Document section
_____
2012-08-31

If You Can't Get Out, Get In

...So we hover. Can't get out, and won't go in.

In his book, Let Your Life Speak: Listening for the Voice of Vocation, Parker Palmer tells a story about why one might want to take the inner journey -- plunge into it, since we can't get out of it. Palmer writes:
"In my early forties, I decided to go on the program called Outward Bound. I was on the edge of my first depression, a fact I knew only dimly at the time, and I thought Outward Bound might be a place to shake up my life and learn some of the things I needed to know. I chose the weeklong course at Hurricane Island, off the coast of Maine. I should have known from that name what was in store for me; next time I will sign up for the course at Happy Gardens or Pleasant Valley!

Though it was a week of great teaching, deep community and genuine growth, it was also a week of fear and loathing. In the middle of that week, I faced the challenge I feared most. One of our instructors backed me up to the edge of a cliff 110 feet above solid ground. He tied a very thin rope to my waist-a rope that looked ill-kempt to me and seemed to be starting to unravel-and told me to start 'rappelling' down that cliff.

'Do what?' I said.

'Just go!' the instructor explained, in typical Outward Bound fashion. So I went-and immediately slammed into a ledge, some four feet down from the edge of the cliff, with bone-jarring, brain-jarring force.
_____
Source material
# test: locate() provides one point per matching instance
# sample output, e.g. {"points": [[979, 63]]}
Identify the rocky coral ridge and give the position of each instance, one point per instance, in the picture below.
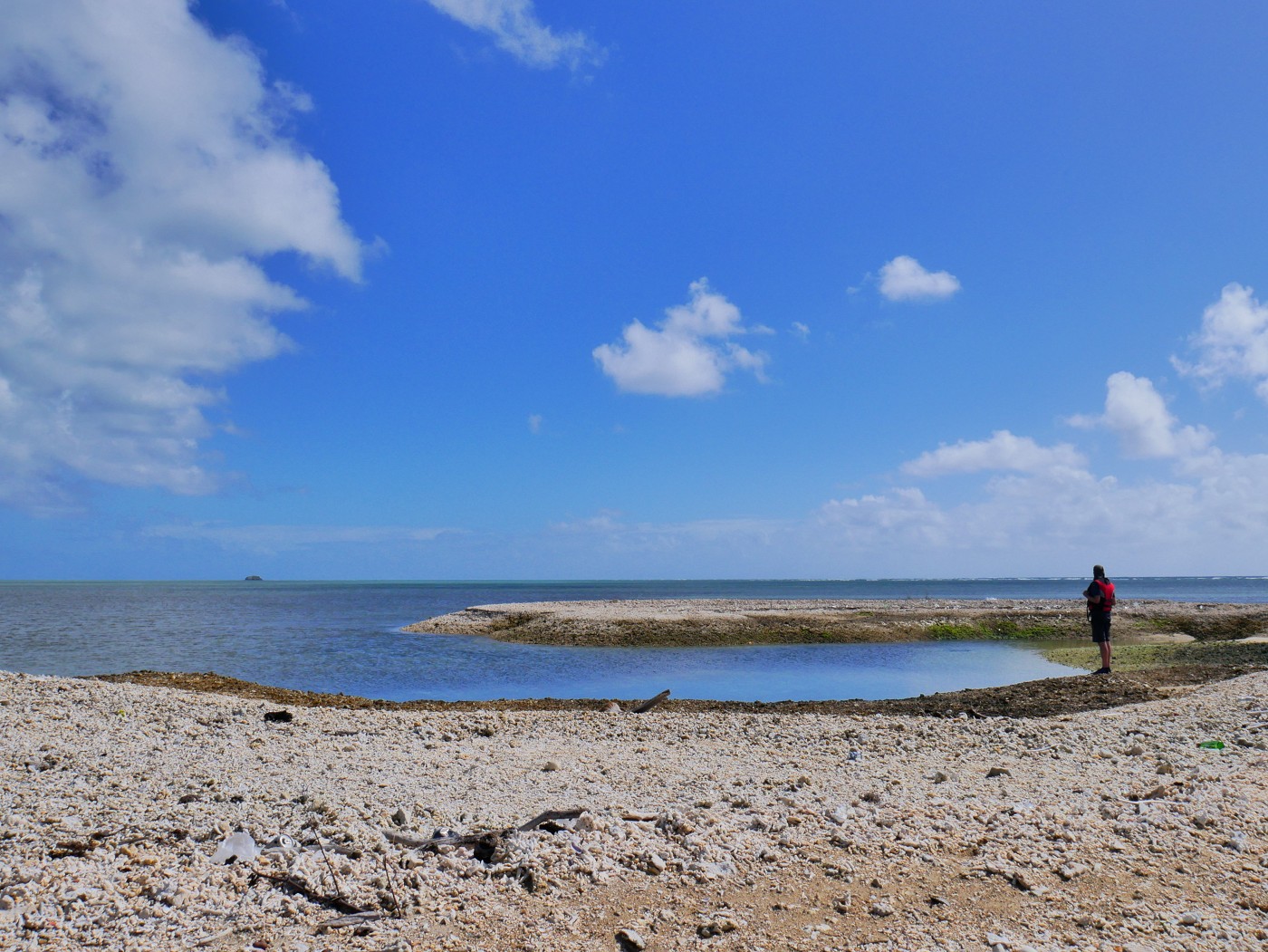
{"points": [[735, 621], [1110, 829]]}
_____
Tasks
a) In the Outward Bound story, reproduce the wording verbatim, from "Though it was" up to and including "what?' I said.".
b) According to the Outward Bound story, why did Palmer decide to take the Outward Bound program in his early forties? Answer in one to three sentences.
c) Write what comes next in the Outward Bound story, following on from its final sentence.

Answers by task
a)
Though it was a week of great teaching, deep community and genuine growth, it was also a week of fear and loathing. In the middle of that week, I faced the challenge I feared most. One of our instructors backed me up to the edge of a cliff 110 feet above solid ground. He tied a very thin rope to my waist-a rope that looked ill-kempt to me and seemed to be starting to unravel-and told me to start 'rappelling' down that cliff.

'Do what?' I said.

b) He was on the edge of his first depression, though he knew it only dimly then. He thought Outward Bound might be a place to shake up his life and learn some of the things he needed to know.

c)
The instructor looked down at me: 'I don't think you've quite got it.'

'Right,' said I, being in no position to disagree. 'So what am I supposed to do?'

'The only way to do this,' he said, 'is to lean back as far as you can. You have to get your body at right angles to the cliff so that your weight will be on your feet. It's counterintuitive, but it's the only way that works.'

I knew that he was wrong, of course. I knew that the trick was to hug the mountain, to stay as close to the rock face as I could. So I tried it again, my way -- and slammed into the next ledge, another four feet down. "You still don't have it," the instructor said helpfully.

'OK,' I said, 'tell me again what I am supposed to do.'

'Lean way back,' said he, 'and take the next step.' The next step was a very big one, but I took it-and wonder of wonders, it worked, I leaned back into empty space, eyes fixed on the heavens in prayer, made tiny, tiny moves with my feet, and started descending down the rock face, gaining confidence with every step.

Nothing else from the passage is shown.